-- Begin --
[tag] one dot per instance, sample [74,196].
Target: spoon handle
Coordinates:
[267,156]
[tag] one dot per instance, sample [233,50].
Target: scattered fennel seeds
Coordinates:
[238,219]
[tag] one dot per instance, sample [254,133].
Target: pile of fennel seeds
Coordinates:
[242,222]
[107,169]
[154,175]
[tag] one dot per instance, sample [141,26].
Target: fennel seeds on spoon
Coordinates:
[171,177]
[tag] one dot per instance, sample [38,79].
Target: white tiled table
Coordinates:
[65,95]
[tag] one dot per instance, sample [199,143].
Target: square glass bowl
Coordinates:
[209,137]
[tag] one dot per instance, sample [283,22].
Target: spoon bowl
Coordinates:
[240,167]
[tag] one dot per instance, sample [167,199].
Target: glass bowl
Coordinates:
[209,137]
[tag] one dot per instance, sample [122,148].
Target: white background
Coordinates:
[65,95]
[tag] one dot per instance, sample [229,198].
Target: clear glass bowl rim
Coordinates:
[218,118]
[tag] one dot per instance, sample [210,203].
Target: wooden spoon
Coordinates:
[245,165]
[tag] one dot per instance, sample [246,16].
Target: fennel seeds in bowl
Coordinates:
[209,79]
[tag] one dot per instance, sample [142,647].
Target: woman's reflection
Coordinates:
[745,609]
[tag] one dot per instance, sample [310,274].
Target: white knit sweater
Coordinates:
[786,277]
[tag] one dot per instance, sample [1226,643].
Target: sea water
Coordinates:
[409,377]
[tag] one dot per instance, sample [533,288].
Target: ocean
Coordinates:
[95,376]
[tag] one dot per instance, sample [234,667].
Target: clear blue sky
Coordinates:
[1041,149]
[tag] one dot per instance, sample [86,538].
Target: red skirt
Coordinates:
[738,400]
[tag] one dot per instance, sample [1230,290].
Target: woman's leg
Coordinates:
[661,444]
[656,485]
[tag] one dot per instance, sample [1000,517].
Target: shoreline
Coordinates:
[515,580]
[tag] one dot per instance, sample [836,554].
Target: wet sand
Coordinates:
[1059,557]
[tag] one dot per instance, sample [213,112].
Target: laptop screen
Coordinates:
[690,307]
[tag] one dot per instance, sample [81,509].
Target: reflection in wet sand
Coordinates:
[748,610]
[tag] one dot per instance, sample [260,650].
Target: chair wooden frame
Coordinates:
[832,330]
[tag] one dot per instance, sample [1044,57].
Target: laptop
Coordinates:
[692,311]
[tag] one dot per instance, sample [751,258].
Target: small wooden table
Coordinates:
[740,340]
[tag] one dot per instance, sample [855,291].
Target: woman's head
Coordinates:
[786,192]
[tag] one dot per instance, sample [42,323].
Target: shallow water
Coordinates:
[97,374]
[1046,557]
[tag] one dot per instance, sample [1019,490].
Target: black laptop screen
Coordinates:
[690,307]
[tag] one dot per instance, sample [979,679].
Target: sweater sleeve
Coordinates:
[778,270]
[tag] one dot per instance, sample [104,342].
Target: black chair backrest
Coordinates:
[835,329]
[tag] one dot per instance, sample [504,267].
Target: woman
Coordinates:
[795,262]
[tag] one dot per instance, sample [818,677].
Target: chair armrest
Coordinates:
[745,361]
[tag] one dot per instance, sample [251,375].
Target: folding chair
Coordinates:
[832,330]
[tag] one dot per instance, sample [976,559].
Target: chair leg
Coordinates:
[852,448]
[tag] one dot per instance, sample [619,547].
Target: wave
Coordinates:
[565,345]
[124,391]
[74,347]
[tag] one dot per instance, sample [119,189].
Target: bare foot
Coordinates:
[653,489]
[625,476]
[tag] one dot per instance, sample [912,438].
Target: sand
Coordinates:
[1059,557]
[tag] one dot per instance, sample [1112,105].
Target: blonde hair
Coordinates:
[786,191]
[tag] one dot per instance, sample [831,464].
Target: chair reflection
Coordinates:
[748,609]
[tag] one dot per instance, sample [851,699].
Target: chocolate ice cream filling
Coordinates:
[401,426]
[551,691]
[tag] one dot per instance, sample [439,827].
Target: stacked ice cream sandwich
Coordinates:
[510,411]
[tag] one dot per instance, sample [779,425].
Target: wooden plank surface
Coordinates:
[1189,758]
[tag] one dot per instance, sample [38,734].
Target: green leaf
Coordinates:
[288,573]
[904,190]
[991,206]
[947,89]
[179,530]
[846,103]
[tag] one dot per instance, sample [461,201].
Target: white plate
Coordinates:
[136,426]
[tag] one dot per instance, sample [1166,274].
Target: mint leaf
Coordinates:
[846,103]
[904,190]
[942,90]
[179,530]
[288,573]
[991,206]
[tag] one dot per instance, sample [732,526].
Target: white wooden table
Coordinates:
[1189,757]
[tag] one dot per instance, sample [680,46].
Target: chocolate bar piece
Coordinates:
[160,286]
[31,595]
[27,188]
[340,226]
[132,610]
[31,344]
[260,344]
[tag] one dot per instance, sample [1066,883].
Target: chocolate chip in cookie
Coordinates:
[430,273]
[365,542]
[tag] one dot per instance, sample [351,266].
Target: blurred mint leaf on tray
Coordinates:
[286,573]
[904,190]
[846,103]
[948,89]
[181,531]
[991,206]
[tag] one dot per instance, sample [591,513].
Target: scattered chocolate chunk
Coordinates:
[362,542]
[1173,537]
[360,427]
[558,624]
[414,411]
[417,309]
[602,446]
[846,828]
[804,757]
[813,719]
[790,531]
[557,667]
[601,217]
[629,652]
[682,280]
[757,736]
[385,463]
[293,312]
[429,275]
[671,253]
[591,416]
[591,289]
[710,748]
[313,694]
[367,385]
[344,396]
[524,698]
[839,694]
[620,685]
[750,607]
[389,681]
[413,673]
-- End --
STATED GOAL - Return the material exactly as it stands.

RESULT OF THE TASK -
[tag] one dot per instance, sample [74,196].
Target: spoon handle
Coordinates:
[267,156]
[tag] one dot per instance, sample [233,50].
Target: scattered fennel seeds
Coordinates:
[238,219]
[tag] one dot per instance, sample [254,133].
Target: pile of fennel seeds
Coordinates:
[242,222]
[107,169]
[154,175]
[tag] one dot per instance, sample [141,26].
Target: fennel seeds on spoon
Coordinates:
[171,177]
[tag] one dot per instance, sample [38,79].
Target: white tiled table
Coordinates:
[65,95]
[tag] one dot per instance, sample [199,143].
Target: square glass bowl
Coordinates:
[209,137]
[tag] one dot per instance, sample [283,22].
Target: spoon bowl
Coordinates:
[240,167]
[tag] one dot per instance, sample [167,199].
Target: glass bowl
Coordinates:
[209,137]
[tag] one dot per instance, sample [122,148].
Target: white background
Coordinates:
[65,95]
[tag] one dot per instance, sample [229,198].
Target: clear glass bowl rim
Coordinates:
[218,118]
[tag] one dot per instance, sample [210,203].
Target: wooden spoon
Coordinates:
[245,165]
[tag] one dot per instance, sample [246,16].
Target: fennel seeds in bowl
Coordinates:
[209,79]
[tag] one dot per instance, sample [142,647].
Target: woman's reflection
Coordinates:
[745,609]
[tag] one dot per instance, sample [310,274].
Target: white knit sweater
Coordinates:
[786,277]
[tag] one dot per instance, sample [1226,643].
Target: sea water
Coordinates:
[409,377]
[tag] one dot per instance, sample [533,288].
Target: ocean
Coordinates:
[95,376]
[tag] one dot per instance, sample [234,667].
Target: clear blue sky
Coordinates:
[1041,149]
[tag] one dot per instance, sample [86,538].
Target: red skirt
Coordinates:
[738,400]
[tag] one dot per instance, sample [1230,290].
Target: woman's leg
Coordinates:
[661,444]
[656,485]
[tag] one dot per instance, sample [1000,517].
Target: shoreline
Coordinates:
[515,580]
[tag] one dot per instance, sample [836,554].
Target: wet sand
Coordinates:
[1059,557]
[tag] one dot per instance, sample [213,112].
Target: laptop screen
Coordinates:
[690,307]
[tag] one dot per instance, sample [81,509].
Target: reflection in wet sand
Coordinates:
[748,610]
[tag] one dot per instance, sample [260,650].
Target: chair wooden frame
Coordinates:
[832,330]
[tag] one dot per instance, sample [1044,57].
Target: laptop
Coordinates:
[692,311]
[tag] one dot per instance, sample [751,258].
Target: small wooden table
Coordinates:
[740,340]
[tag] one dot per instance, sample [855,291].
Target: woman's head
Coordinates:
[786,192]
[tag] one dot per instance, sample [42,323].
Target: shallow water
Coordinates:
[97,374]
[1046,557]
[tag] one dot per instance, sample [1019,490].
Target: black laptop screen
Coordinates:
[690,307]
[tag] one dot per instance, sample [979,679].
Target: sweater sleeve
Coordinates:
[778,270]
[tag] one dot per instance, sample [104,342].
Target: black chair backrest
Coordinates:
[835,329]
[tag] one dot per instance, sample [504,267].
Target: woman
Coordinates:
[795,262]
[tag] one dot per instance, sample [818,677].
Target: chair armrest
Coordinates:
[745,361]
[tag] one dot per instance, sample [251,375].
Target: folding chair
Coordinates:
[832,330]
[tag] one dot per instance, sample [976,559].
Target: chair leg
Coordinates:
[852,448]
[tag] one dot per instance, sample [619,547].
Target: wave
Coordinates:
[565,345]
[124,391]
[74,347]
[tag] one dot per instance, sample [119,189].
Target: bare foot
Coordinates:
[653,489]
[625,476]
[tag] one dot per instance, sample [912,438].
Target: sand
Coordinates:
[1059,557]
[tag] one dot per instance, sample [1112,105].
Target: blonde hair
Coordinates:
[786,191]
[tag] one dot per instance, sample [831,464].
Target: chair reflection
Coordinates:
[748,609]
[tag] one dot per instance, sample [851,699].
Target: chocolate ice cream filling
Coordinates:
[401,426]
[551,691]
[tag] one dot per instance, sample [439,827].
Target: stacked ice cream sandwich
Coordinates:
[510,411]
[tag] one dot per instance, sample [779,425].
Target: wooden plank surface
Coordinates:
[1189,758]
[tag] one dot per instance, sample [38,734].
Target: green leaf
Coordinates:
[288,573]
[904,190]
[991,206]
[947,89]
[179,530]
[846,103]
[tag] one dot per instance, sample [461,201].
Target: white plate
Coordinates:
[136,426]
[tag] one dot per instance, sample [1166,274].
Target: mint leaf
Coordinates:
[846,103]
[904,190]
[942,90]
[179,530]
[288,573]
[991,206]
[tag] one dot per instance, sample [732,526].
Target: white wooden table
Coordinates:
[1189,757]
[tag] one dot per instance, sample [680,46].
Target: chocolate bar piece
Coordinates:
[160,286]
[31,595]
[27,188]
[340,226]
[132,610]
[31,344]
[260,344]
[tag] one dot per instance, sample [1066,883].
Target: chocolate chip in cookie
Coordinates:
[430,273]
[365,542]
[tag] one dot per instance, sample [351,266].
Target: blurred mint leaf on tray
Coordinates:
[286,573]
[904,190]
[846,103]
[948,89]
[181,531]
[991,206]
[tag] one dot per instance, sample [591,513].
Target: scattered chocolate chunk
Coordinates:
[362,542]
[1173,537]
[360,427]
[558,624]
[414,411]
[417,309]
[602,446]
[846,828]
[804,757]
[813,719]
[790,531]
[557,667]
[601,217]
[629,652]
[682,280]
[757,736]
[385,463]
[293,312]
[429,275]
[671,253]
[591,416]
[591,289]
[710,748]
[313,694]
[367,385]
[344,396]
[524,698]
[839,694]
[620,685]
[750,607]
[389,681]
[413,673]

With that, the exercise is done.